(DO THIS)
Reproduce the rows below without any change, from the line containing "If you would be so good as to mark the rock" through the final row, both included.

[Excerpts from point annotation data]
━━━━

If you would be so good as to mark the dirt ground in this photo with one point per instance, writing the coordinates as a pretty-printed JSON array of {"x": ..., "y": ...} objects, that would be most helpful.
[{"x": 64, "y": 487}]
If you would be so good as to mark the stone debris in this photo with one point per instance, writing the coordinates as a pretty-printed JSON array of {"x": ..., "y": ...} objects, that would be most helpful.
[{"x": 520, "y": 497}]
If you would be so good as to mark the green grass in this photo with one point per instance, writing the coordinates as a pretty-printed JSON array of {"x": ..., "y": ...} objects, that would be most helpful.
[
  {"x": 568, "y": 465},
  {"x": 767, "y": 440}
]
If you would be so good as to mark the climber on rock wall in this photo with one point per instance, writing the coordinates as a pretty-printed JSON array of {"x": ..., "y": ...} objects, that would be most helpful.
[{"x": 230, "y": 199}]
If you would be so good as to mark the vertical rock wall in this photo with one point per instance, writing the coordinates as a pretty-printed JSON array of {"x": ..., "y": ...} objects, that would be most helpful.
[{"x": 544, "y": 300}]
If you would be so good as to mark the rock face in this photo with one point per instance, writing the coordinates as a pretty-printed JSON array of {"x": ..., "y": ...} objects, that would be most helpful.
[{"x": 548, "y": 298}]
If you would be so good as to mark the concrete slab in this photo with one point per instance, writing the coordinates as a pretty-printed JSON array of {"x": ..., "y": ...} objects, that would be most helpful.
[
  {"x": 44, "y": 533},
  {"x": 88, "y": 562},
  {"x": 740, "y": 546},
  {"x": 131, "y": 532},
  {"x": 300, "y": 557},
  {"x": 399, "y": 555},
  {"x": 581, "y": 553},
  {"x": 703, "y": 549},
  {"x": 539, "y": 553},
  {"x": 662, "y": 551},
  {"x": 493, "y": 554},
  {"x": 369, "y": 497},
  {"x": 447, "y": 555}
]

━━━━

(CORRECT ANSWER)
If you would be so good as to mark the rock face in this photo with one point per instance, writing the coordinates as a pretty-printed JSON array of {"x": ..., "y": ...} objects, that would be most helpful.
[{"x": 548, "y": 298}]
If you would be so good as to mark the concrete slab in this photo with one point per instance, writing the coordinates as a pretty-printed JSON array of {"x": ..., "y": ...} objects, that would be most helpful.
[
  {"x": 44, "y": 533},
  {"x": 88, "y": 562},
  {"x": 740, "y": 546},
  {"x": 131, "y": 532},
  {"x": 300, "y": 557},
  {"x": 399, "y": 555},
  {"x": 581, "y": 553},
  {"x": 703, "y": 549},
  {"x": 539, "y": 553},
  {"x": 662, "y": 551},
  {"x": 493, "y": 554},
  {"x": 369, "y": 497},
  {"x": 447, "y": 555}
]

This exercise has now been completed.